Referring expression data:
━━━━━━━━━━━━━━━━━━━━━━━━━━━━━━

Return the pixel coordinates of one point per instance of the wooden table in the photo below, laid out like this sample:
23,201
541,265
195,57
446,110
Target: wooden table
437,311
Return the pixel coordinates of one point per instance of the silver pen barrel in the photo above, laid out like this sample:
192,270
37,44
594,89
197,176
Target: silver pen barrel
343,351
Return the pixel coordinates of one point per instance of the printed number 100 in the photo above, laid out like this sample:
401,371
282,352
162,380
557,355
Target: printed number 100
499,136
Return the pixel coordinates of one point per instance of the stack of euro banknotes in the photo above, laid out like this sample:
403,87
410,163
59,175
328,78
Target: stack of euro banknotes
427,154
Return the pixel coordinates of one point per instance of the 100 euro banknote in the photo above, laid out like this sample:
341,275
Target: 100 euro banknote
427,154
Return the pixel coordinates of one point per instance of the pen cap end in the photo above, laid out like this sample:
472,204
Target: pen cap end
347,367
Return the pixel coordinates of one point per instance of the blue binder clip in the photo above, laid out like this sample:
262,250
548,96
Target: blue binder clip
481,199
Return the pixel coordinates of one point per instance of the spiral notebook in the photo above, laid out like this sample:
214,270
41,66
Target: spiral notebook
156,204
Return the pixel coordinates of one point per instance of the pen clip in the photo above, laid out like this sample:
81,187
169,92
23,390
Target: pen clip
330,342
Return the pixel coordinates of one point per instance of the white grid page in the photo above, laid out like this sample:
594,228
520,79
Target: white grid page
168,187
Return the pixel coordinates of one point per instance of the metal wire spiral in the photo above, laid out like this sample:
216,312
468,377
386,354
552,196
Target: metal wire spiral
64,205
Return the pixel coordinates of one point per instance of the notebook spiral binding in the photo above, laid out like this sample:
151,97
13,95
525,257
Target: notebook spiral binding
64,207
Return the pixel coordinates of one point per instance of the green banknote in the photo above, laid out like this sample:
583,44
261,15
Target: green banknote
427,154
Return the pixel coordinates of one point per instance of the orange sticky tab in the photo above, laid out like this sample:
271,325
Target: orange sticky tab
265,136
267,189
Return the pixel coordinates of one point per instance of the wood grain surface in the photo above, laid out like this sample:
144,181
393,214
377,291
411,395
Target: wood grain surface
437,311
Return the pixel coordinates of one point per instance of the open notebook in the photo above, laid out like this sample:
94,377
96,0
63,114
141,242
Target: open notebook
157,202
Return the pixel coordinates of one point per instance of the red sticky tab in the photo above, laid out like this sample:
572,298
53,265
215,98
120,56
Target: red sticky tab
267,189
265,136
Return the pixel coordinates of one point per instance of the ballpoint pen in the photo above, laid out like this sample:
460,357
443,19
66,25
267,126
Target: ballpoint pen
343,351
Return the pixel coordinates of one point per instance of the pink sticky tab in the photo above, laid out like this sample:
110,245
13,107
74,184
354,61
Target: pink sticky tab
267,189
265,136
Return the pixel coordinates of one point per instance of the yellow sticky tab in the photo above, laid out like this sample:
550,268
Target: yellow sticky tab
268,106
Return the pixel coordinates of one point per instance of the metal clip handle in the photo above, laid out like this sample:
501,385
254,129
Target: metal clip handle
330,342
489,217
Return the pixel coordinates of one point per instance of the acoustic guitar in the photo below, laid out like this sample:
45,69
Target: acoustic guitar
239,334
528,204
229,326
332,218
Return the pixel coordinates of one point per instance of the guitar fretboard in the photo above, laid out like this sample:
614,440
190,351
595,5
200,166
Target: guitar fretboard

━━━━━━━━━━━━━━━━━━━━━━━━━━━━━━

▶ _What the task requires_
Take every line from the records above that has the word "below" and copy it.

▶ _Task result_
Return the pixel coordinates of one point per instance of the wooden table in the photo below, laid out like this sample:
Return the pixel coordinates of one point per instance of the acoustic guitar in the photo below, laid out like this sample:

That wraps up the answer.